### REQUIRED ACTIONS
1. Can you extract, word for word, everything in the window tax passage from "The window tax" down to "of new houses."?
2. Using the window tax passage, answer these:
(a) In what year was the tax first imposed in England?
(b) What replaced the tax when the Act was repealed in 1851?
(c) Besides England, where else was a tax on windows used?
3. Which distinct years does the window tax passage mention? List them in chronological order.

### SUPPLIED TEXT
Caption: A vision of the repeal of the window-tax. "Hollo! Old Fellow; we're glad to see you here."
Image from Punch Volume XVIIIPage 165, Wellcome Library, London, CC by 4.0
First imposed in England in 1696, Window Tax was repealed in 1851 after campaigners argued that it was a 'tax on health', and a 'tax on light and air', as well as being an unequal tax with the greatest burden on the middle and lower classes.
Originally introduced to make up for losses caused by clipping of coinage during the reign of William III, the tax was based on the number of windows in a house. It was a banded tax, for instance, in 1747 for a house with ten to fourteen windows, the tax stood at 6d. per window, fifteen to nineteen windows, 9d., and exceeding twenty or more, 1s.. The tax was raised six times between 1747 and 1808. By then the lowest band started at six windows. This was raised in 1825 to eight windows.
The window tax was relatively easy to assess and collect as windows are clearly visible from the street.
As early as 1718 it was noted that there was a decline in revenue raised by the tax due to windows being blocked up. It was also observed that new houses were being built with fewer windows. In 1851, it was reported that the production of glass since 1810 remained almost the same despite the large increase population and building of new houses.
The complaints from the medical profession and enlightened individuals rapidly grew as the industrial revolution and urbanisation created mass housing and crowded cities, and raised the spectre of epidemics. They argued that the lack of windows tended to create dark, damp tenements which were a source of disease and ill-health.
The campaigners eventually won the argument and in 1851 the Act was repealed and replaced by a house tax. Punch Magazine celebrated its repeal with the cartoon shown above.
A tax on windows was also used in Scotland and France.

### EXCERPTED DATA
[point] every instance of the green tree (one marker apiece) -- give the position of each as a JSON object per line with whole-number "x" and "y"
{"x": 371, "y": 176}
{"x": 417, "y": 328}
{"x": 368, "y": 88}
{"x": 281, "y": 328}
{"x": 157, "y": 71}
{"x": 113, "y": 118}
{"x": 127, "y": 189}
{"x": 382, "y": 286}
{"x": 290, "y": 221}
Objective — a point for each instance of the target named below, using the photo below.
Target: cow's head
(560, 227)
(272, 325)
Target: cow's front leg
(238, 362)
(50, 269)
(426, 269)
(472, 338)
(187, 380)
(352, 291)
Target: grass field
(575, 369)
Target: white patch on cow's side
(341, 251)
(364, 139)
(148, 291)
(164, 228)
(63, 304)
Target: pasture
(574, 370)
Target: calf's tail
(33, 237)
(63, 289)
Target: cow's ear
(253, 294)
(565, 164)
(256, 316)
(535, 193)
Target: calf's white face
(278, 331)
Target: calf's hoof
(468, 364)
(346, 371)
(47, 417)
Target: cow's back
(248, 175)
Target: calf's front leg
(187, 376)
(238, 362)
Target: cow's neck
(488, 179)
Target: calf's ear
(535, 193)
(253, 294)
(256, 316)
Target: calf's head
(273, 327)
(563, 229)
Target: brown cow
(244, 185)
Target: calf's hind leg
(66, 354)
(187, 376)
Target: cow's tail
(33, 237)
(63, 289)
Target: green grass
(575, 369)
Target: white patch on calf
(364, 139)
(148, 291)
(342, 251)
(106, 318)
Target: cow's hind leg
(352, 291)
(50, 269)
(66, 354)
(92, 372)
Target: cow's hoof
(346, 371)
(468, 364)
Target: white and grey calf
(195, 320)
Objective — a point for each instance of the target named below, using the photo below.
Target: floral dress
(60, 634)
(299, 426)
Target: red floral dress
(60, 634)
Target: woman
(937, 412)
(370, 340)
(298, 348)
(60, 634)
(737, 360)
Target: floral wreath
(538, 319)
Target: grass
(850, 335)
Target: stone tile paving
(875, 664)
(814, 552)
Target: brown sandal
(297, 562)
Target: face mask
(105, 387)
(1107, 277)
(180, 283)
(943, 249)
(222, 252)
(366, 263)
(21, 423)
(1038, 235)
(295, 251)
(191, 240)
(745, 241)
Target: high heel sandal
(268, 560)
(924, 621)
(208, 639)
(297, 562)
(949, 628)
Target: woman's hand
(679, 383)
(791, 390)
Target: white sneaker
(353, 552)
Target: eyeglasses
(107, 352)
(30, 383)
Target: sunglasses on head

### PER-TASK OUTPUTS
1.
The window tax was relatively easy to assess and collect as windows are clearly visible from the street.
As early as 1718 it was noted that there was a decline in revenue raised by the tax due to windows being blocked up. It was also observed that new houses were being built with fewer windows. In 1851, it was reported that the production of glass since 1810 remained almost the same despite the large increase population and building of new houses.

2.
(a) 1696
(b) A house tax
(c) Scotland and France

3. 1696, 1718, 1747, 1808, 1810, 1825, 1851